> [THE EXERCISE] Please begin at the line that has "Annotation guideline — the target class is nose" and stop after the line that has "396;333;431;363", writing out every line in that span. Multiply each box coordinate in the answers by 2.1 and round to whole numbers, with halves rounding up, while keeping all other text unchanged.

Records on locating named things
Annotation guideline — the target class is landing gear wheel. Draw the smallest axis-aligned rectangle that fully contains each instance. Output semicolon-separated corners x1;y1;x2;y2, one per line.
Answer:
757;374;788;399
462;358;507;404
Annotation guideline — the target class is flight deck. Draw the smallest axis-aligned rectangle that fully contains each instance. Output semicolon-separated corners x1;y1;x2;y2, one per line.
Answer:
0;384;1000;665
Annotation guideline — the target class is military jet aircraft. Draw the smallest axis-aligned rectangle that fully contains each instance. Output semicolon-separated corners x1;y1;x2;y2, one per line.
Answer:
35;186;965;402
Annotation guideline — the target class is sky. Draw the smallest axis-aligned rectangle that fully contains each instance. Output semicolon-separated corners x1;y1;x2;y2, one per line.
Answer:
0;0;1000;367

...

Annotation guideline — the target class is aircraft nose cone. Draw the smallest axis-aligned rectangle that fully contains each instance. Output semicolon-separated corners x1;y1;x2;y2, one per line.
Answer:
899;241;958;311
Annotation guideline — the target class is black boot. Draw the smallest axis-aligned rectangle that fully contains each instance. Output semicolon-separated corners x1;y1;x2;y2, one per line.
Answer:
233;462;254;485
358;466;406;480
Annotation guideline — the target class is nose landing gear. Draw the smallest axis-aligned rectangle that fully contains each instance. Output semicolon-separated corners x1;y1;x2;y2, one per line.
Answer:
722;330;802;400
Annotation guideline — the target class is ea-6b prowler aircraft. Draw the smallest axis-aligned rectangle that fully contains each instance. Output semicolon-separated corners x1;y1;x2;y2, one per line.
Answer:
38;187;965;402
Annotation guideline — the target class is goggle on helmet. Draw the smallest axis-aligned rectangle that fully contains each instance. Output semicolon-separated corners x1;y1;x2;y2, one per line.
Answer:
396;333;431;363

> [WRITTEN SOLUTION]
Annotation guideline — the target class is nose landing gear. Draw the smallest axis-aligned rectangle that fully contains each instance. Output semicolon-separated corners x1;y1;x2;y2, one per line.
Answer:
1516;693;1684;840
Annotation guideline — the target class is ea-6b prowler aircraft. Draw the smallest axis-aligned rectangle that fully contains each instance. Output semicolon-separated corners x1;y1;x2;y2, one per line.
Answer:
80;393;2027;844
Annotation guideline — the target class is goggle on helmet. Draw the smallest axis-aligned rectangle that fully contains each instance. Output semicolon-separated corners x1;y1;x2;y2, one per line.
Answer:
832;699;905;762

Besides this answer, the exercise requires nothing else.